START

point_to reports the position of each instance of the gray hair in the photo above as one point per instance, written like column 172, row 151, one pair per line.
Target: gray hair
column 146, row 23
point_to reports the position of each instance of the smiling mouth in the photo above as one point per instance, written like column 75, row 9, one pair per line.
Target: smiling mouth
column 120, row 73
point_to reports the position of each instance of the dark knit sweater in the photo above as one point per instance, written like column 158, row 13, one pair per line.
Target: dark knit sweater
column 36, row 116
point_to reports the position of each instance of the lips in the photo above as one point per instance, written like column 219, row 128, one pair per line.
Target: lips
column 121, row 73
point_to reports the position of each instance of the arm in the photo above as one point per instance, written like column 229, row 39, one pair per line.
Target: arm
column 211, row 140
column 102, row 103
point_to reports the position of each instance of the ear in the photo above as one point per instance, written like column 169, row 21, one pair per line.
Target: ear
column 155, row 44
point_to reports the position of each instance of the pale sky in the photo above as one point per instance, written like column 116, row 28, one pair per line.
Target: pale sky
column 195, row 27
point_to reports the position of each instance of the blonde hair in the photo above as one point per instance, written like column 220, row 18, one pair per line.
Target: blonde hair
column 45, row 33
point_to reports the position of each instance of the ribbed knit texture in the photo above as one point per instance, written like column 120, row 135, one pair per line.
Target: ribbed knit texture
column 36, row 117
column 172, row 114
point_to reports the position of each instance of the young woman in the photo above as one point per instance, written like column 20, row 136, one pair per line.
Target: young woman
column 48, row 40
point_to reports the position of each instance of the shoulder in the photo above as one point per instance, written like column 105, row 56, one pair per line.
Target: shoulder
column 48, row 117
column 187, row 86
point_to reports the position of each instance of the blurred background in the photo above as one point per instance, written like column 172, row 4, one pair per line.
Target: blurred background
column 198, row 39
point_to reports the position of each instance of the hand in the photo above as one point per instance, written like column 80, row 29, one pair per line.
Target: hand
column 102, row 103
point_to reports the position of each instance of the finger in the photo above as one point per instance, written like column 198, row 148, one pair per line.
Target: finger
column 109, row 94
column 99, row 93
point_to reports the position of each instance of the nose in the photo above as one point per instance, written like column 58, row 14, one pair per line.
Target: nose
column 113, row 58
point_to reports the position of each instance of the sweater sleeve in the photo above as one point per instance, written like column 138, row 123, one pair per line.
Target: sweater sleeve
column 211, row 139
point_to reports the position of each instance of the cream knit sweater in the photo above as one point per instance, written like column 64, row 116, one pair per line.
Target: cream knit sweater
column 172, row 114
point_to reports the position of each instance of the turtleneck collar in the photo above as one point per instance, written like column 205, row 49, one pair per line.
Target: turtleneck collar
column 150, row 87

END

DO THIS: In the material from its first line through the line containing "column 146, row 23", inclusive, replace "gray hair" with "silver hair" and give those lines again with everything else unchanged.

SOLUTION TO THE PROBLEM:
point_to reports the position of each instance of the silver hair in the photo above as one point per instance, written like column 172, row 151, one pair per line.
Target: silver hair
column 146, row 23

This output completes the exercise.